So simplistic, but it was perfect.

I enjoyed the xbox-s controller personally.


I didn't like the gamecube controller at all, it felt odd in my hands, the c-joystick sucked, the dpad was tiny.

I like the 360 and PS3's controllers about the same joystick position doesn't matter an awful lot to me and they are pretty similar.

I personally loved the 64's controller, I had monstrous hands as a child so reaching the whole pad was never a problem.


----------



## Hells Malice (Jul 4, 2010)

360.

It feels like it was made specifically to fit my hands.
It has the perfect weight (wireless anyways), and the button layout is great. Not confusing in the slightest, every button easily accessible. I hate controllers with awkward buttons.
Only complaint is the d-pad, which sucks crap compared to an analog stick anyways.


----------



## Arm73 (Jul 4, 2010)

Hells Malice said:
			
		

> 360.
> 
> It feels like it was made specifically to fit my hands.
> It has the perfect weight (wireless anyways), and the button layout is great. Not confusing in the slightest, every button easily accessible. I hate controllers with awkward buttons.
> Only complaint is the d-pad, which sucks crap compared to an analog stick anyways.




Mhmm, you almost convinced me.
Maybe I should get rid of that old PS2 controller and go for a wireless 360 controller for my PC gaming needs.
I hate to have lot's of cables around, and the USB adapter only adds more clutter to the already long PS2 controller cable...........
I supposed if I get used to it, it might actually improve my gaming experience too ( no more messing around with the xbox360 controller emulator ).........

■ **What you are asked to do**: Reproduce the part of the game controller thread starting at "I enjoyed the" and ending at "dpad was tiny.", keeping every word and mark unchanged.

■ **Source data**:

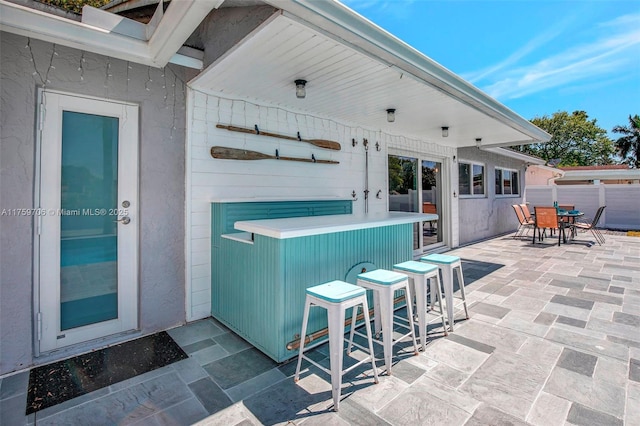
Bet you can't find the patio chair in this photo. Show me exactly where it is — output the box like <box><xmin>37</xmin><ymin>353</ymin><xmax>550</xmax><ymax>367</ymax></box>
<box><xmin>571</xmin><ymin>206</ymin><xmax>607</xmax><ymax>245</ymax></box>
<box><xmin>511</xmin><ymin>204</ymin><xmax>535</xmax><ymax>238</ymax></box>
<box><xmin>533</xmin><ymin>207</ymin><xmax>562</xmax><ymax>245</ymax></box>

■ **Output**:
I enjoyed the xbox-s controller personally.


I didn't like the gamecube controller at all, it felt odd in my hands, the c-joystick sucked, the dpad was tiny.